Start of INPUT MATERIAL

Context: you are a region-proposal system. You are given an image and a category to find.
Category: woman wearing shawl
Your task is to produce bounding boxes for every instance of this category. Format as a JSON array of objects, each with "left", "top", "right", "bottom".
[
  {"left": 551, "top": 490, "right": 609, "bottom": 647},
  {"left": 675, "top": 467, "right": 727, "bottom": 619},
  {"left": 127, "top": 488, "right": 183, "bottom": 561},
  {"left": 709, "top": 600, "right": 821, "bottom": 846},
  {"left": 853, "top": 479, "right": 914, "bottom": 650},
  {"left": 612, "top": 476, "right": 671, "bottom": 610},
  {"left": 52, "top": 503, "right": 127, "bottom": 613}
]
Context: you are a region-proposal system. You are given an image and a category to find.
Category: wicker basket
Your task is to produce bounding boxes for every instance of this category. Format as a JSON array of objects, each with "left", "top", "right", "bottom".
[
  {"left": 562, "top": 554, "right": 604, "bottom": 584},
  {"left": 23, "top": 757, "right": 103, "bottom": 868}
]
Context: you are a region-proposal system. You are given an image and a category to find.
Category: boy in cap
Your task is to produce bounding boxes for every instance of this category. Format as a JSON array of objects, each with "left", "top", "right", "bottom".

End of INPUT MATERIAL

→ AIM OF THE EXERCISE
Copy all of the records above word for word.

→ WORKED ANSWER
Context: you are a region-proposal system. You are given an image and a category to find.
Category: woman wearing shawl
Your task is to produce bounding boxes for every instance of this category. Format as a JSON array of objects, each with "left", "top", "right", "bottom".
[
  {"left": 551, "top": 490, "right": 609, "bottom": 647},
  {"left": 675, "top": 467, "right": 727, "bottom": 619},
  {"left": 127, "top": 488, "right": 183, "bottom": 561},
  {"left": 709, "top": 600, "right": 821, "bottom": 846},
  {"left": 853, "top": 479, "right": 914, "bottom": 650},
  {"left": 612, "top": 476, "right": 671, "bottom": 610},
  {"left": 52, "top": 503, "right": 127, "bottom": 613}
]
Context: you are a region-proposal system. You are given an image and a category to find.
Category: wicker basket
Your task is to produce bounding boxes for every instance of this category. Format as a JSON array of objects, each with "left", "top", "right", "bottom".
[
  {"left": 562, "top": 554, "right": 604, "bottom": 584},
  {"left": 23, "top": 757, "right": 103, "bottom": 868}
]
Context: you are a region-proposal system. You are given an image and a category to find.
Category: boy in cap
Your task is to produce bounding boxes for every instance of this category. Format as a JSON array of objects, each with "left", "top", "right", "bottom".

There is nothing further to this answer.